Job a:
Rewrite the rows starting at the line containing "435, row 152." and ending at the line containing "column 179, row 269", substituting "Locations" for each "Coordinates" and leaving everything else unchanged.

Ironically, in the last half of the previous decade, during a climate portending the end of newspapers in print, a local newspaper in print was launched: the Newport Beach Independent. Now in its fourth year, the Indy appears to be a robust publication flush with advertising from local merchants and editorial commentary by the citizenry.
The Indy is delivered to my driveway free of charge every Friday morning. Typically, I turn through its every page and read those articles of interest to me. Because this is news about my community I am an engaged reader. Nowhere online, including the Indy’s web site, can I consume coverage of local events as comprehensively and with ads that are relevant to me. Also, I like detaching my eyeballs from the screen, so I don’t get distracted to a link that could lead me on a path that will then consume my next four hours.
I live in a tripolar world. There’s the world I observe in print. There’s the world I observe online. And there’s my vision of the world defined by both.
So what does any of this have to do with Chris Trela? Chris was recently named editor of the Indy, making him perhaps the hardest working man in Orange County. On top of this editorship Chris runs ArtsPR, a boutique PR agency, and is an adjunct professor of public relations in the Public Relations and Advertising program at Chapman University.

Provided data:
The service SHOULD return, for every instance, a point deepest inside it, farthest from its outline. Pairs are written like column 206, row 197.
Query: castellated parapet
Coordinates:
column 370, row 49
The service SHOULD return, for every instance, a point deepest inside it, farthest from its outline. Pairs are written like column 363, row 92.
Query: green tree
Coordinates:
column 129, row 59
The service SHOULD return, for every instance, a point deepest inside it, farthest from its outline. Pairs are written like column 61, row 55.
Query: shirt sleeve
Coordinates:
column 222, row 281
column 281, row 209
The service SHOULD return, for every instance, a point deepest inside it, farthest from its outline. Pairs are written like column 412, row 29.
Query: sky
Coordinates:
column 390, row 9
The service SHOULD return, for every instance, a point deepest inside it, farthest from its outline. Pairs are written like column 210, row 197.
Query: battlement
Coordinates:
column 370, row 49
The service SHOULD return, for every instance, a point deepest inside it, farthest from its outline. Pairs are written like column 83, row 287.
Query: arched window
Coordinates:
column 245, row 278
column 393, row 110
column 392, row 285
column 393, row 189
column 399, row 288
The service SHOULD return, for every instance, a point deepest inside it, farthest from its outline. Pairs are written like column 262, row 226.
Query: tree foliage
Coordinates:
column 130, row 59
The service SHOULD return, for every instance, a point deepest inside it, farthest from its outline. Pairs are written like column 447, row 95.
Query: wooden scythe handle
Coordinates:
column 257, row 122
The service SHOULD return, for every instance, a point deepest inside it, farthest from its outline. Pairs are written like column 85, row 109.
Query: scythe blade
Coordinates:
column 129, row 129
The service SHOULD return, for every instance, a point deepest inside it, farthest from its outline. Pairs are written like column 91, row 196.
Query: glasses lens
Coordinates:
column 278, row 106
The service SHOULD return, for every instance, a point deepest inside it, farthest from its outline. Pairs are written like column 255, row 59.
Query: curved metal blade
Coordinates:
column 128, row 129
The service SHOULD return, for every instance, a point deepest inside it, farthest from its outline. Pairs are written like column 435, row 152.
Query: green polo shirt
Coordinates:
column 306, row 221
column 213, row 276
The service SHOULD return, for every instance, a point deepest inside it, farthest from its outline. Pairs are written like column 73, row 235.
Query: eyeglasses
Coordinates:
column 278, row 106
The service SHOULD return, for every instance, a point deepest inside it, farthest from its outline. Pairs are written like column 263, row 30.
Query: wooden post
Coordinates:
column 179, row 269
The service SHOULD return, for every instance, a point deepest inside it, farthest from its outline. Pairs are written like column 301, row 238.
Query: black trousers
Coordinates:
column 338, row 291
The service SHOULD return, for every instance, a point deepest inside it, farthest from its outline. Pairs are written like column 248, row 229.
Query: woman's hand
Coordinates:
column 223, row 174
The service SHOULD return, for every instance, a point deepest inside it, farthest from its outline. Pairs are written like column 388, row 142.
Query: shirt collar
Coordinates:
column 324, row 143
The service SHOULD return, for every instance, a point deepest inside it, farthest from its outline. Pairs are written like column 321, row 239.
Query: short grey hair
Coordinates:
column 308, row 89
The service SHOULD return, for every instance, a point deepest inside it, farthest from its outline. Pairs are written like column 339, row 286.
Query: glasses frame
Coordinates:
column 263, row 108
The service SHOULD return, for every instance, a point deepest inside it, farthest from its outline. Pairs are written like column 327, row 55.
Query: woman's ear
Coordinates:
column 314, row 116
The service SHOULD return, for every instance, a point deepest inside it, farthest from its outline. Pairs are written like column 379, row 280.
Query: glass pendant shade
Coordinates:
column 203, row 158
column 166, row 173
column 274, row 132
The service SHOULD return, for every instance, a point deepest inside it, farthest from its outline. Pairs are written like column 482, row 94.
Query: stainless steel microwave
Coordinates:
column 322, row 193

Job b:
Carry on the passage about the Newport Beach Independent from the point where it stops.

Written reply a:
The service SHOULD return, for every instance, a point deepest inside it, farthest from its outline. Pairs are written like column 435, row 152.
Query: green polo shirt
Locations:
column 306, row 221
column 213, row 276
The service SHOULD return, for every instance, a point deepest inside it, farthest from its outline. Pairs are written like column 73, row 235.
Query: eyeglasses
Locations:
column 278, row 106
The service SHOULD return, for every instance, a point deepest inside it, farthest from its outline. Pairs are written like column 263, row 30.
Query: wooden post
Locations:
column 179, row 269

Written reply b:
I have just read through the January fourth edition of the Indy and stumbled upon Chris’ month-by-month prognostications for Newport Beach in the year ahead. Who knew he was so funny? Exhibit A: Take his February entry on Brasserie Pascal’s mating of a duck and a chicken (a chuck?) to create faux foie gras and thus circumventing the new anti foie gras law. Who knew he could be so corny? Exhibit A from August: “two peas and iPod.” Exhibit B from March: “All the nudes that’s fit to sprint.” Exhibit C from December: “Know arms, no fowl.”
The Newport Beach Independent.
Print is alive.
Print is local.
Print has personality.
His name is Chris.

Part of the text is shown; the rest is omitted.